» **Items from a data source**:
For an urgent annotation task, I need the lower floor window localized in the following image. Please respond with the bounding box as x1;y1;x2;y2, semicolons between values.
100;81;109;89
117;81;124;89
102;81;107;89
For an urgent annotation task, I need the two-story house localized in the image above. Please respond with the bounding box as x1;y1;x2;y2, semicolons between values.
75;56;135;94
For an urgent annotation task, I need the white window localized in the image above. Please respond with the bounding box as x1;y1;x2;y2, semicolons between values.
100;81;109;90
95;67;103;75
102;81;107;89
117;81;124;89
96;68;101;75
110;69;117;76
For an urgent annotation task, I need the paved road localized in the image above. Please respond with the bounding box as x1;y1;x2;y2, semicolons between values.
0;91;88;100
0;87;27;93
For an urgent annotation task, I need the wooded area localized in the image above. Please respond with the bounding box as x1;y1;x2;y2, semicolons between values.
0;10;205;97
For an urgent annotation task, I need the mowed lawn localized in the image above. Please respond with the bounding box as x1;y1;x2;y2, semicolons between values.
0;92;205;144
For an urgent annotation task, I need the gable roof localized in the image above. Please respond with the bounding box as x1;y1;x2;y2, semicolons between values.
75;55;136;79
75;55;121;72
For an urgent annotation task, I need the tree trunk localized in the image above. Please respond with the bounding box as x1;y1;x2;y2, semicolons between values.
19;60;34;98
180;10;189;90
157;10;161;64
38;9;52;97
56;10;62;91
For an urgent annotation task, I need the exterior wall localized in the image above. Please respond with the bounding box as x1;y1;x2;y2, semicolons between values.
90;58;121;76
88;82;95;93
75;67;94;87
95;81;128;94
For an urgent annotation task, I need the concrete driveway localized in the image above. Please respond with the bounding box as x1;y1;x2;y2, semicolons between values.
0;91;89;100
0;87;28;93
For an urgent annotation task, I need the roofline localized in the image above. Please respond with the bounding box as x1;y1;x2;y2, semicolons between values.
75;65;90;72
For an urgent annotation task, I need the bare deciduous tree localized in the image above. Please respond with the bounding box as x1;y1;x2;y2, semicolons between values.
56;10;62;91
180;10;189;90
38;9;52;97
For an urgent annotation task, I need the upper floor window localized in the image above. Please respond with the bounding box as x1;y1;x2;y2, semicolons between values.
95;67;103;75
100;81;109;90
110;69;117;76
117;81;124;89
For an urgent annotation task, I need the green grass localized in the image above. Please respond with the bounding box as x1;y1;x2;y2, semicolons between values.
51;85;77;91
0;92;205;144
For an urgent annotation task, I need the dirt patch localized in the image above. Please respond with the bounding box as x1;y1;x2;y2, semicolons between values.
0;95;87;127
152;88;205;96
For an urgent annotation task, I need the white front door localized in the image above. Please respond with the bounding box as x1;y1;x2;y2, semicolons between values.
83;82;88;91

» **THE TASK**: Copy out every line in the records above that contains the word "window", treating uppercase and lowercase as different.

» **EXERCISE RESULT**:
For an urgent annotation task, I need the lower floor window localized in the following image. Please respond with the bounding box as x1;y1;x2;y2, semicolons between values.
For an urgent annotation task, I need the white window localized in the image above. Please respond with the bounding box as x1;y1;x2;y2, semicolons between values.
For an urgent annotation task, I need the upper floor window localized in the image above. Please respond with the bounding box as x1;y1;x2;y2, semicolons between values.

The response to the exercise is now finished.